## Prompt
Give the listing again word for word. Leave every image out.

## Data

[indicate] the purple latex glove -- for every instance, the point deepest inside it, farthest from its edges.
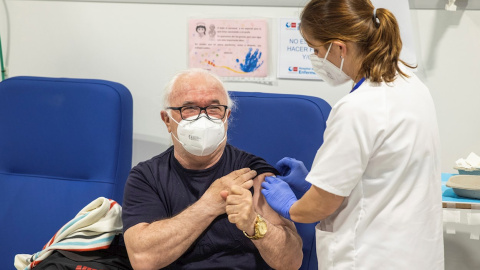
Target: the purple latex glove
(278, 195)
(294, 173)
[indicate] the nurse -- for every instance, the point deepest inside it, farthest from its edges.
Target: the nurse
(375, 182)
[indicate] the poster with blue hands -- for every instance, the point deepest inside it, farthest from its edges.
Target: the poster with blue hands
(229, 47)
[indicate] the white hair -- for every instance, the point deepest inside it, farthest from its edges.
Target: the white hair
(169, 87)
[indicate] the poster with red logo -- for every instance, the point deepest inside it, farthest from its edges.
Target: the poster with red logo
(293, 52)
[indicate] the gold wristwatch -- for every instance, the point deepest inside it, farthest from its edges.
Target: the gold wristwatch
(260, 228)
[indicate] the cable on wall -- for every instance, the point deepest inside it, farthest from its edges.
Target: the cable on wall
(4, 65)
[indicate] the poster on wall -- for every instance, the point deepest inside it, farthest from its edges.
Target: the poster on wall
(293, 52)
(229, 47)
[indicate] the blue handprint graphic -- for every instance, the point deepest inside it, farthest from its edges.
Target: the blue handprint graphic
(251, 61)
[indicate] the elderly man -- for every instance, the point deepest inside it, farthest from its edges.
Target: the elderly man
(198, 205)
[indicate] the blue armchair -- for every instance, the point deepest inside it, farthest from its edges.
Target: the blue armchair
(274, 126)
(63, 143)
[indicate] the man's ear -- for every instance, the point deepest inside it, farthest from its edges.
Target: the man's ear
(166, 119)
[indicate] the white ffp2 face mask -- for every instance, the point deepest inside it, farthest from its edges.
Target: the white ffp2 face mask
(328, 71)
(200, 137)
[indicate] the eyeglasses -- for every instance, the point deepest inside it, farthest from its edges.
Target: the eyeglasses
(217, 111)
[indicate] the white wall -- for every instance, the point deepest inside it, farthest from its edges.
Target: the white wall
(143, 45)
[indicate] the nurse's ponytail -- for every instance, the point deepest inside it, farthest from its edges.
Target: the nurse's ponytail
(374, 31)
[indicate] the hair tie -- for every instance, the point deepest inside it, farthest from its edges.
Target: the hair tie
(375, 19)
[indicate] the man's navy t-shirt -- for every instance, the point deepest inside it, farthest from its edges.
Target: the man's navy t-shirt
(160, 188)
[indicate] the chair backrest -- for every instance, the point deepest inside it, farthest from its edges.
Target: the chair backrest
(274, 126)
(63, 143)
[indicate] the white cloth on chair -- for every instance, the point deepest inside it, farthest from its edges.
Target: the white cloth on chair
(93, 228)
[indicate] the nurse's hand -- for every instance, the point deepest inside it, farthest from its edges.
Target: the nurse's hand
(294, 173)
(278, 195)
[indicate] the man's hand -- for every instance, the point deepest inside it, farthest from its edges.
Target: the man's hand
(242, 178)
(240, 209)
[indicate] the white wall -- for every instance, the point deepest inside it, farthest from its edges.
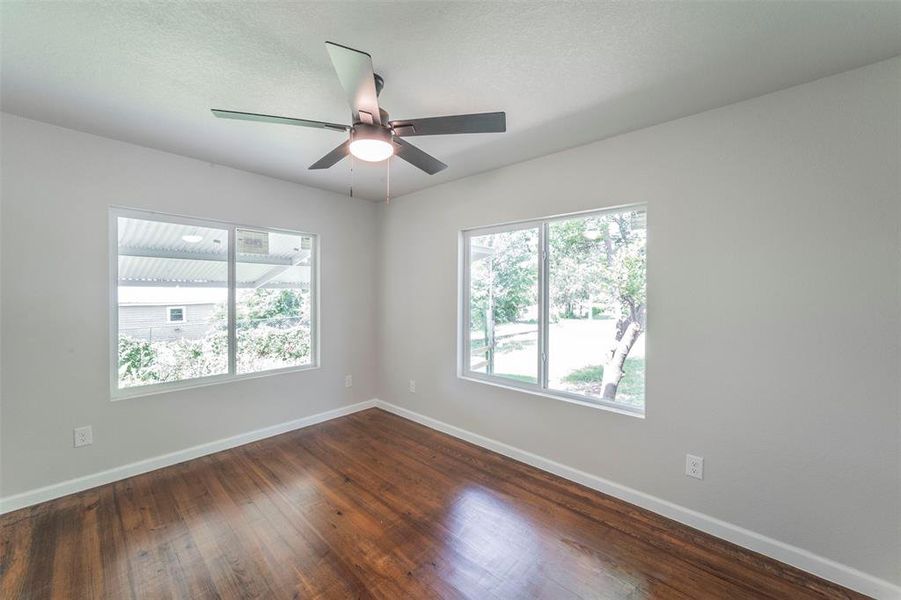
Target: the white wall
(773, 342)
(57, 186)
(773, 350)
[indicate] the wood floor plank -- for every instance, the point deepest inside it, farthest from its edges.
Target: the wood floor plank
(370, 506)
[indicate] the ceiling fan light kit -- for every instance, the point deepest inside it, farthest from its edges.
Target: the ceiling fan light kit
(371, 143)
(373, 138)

## Task response
[indicate] the purple latex glove -- for every instance, the point deepest inside it, farthest from its edges.
Target: the purple latex glove
(278, 195)
(294, 173)
[indicate] the nurse -- for every instance, the point deepest inside it, farthest from its edges.
Target: the nurse
(375, 182)
[indicate] the poster with blue hands -- for every instance, the point deepest inside it, farthest from its edges.
Target: the poster with blue hands
(229, 47)
[indicate] the white hair -- for every instance, the point deepest inside it, farthest from its edges.
Target: the white hair
(169, 87)
[indicate] the poster with red logo -- for every instance, the point deepest inside it, farthest from its edges.
Target: the poster with red logo
(293, 52)
[indicate] the gold wristwatch -- for every instance, the point deepest inside it, farthest from its edges.
Target: the gold wristwatch
(260, 228)
[indicate] the cable on wall -- for every instance, the point deepest inside it, farthest from its edges.
Target: the cable on wall
(4, 65)
[indicate] the poster on wall -- for every instance, the point deepest inside it, farthest from its edges.
Target: the poster on wall
(293, 52)
(229, 47)
[indicate] the blue handprint graphic -- for every instance, the point deepest inside it, farthest from its edges.
Target: the blue handprint graphic
(251, 61)
[indicate] the elderly man -- for every instance, the point deepest inside it, farthest from its edges.
Target: the elderly man
(198, 205)
[indicate] the blue armchair -- for every instance, the point deepest inside it, farthest from its edges.
Target: the blue armchair
(274, 126)
(63, 143)
[indicate] the man's ear -- for every instance, the point deepest inside it, farthest from its edges.
Target: the man's ear
(166, 119)
[indicate] the white ffp2 face mask -- for every instance, the point deepest inside it, farthest from its edges.
Target: the white ffp2 face mask
(328, 71)
(200, 137)
[indicate] the eyeglasses -- for every instance, the point deepest inside it, farthest from its edges.
Target: the eyeglasses
(217, 111)
[indicate] the white wall -- for every instance, the point deepest inside it, farthest from its edges.
Target: the white wall
(143, 45)
[indicate] the nurse's ponytail -- for every instance, the point deepest inside it, farthest from its edges.
Target: the nurse's ponytail
(374, 31)
[indicate] the hair tie -- for every instance, the point deepest inside it, farthest from its edges.
Target: the hair tie
(375, 19)
[indicate] the man's navy t-shirt -- for every instance, the point deepest inside it, farthest from its edges.
Target: the man's navy t-shirt
(160, 188)
[indicate] the chair backrest -- for every instance, the point deepest inside it, farthest from its edges.
Target: the chair backrest
(274, 126)
(63, 143)
[indicate] the white cloth on chair -- for every instance, the point deepest inside it, farthest from its edges.
Target: the white cloth on chair
(93, 228)
[indicate] the nurse's hand -- for every instance, the point deepest inside it, farthest from its edges.
Target: the nurse's hand
(294, 173)
(278, 195)
[indicate] the man's hand -- for every instance, the point deepest inside it, farthest from its edges.
Target: the man's hand
(242, 178)
(240, 209)
[indicate] the white wall -- for every instance, the point deepest inside it, farthest from its edges.
Target: the white wall
(773, 342)
(57, 186)
(773, 350)
[indicate] the wood floor plank -- for every instance, the point deepest inside it, farthest from its edges.
Target: the wood floor plank
(370, 506)
[indicate] the ceiling fan light kit -- for every instance, the point deepest inside it, farthest from its edges.
Target: the ceiling fan light kit
(371, 143)
(373, 138)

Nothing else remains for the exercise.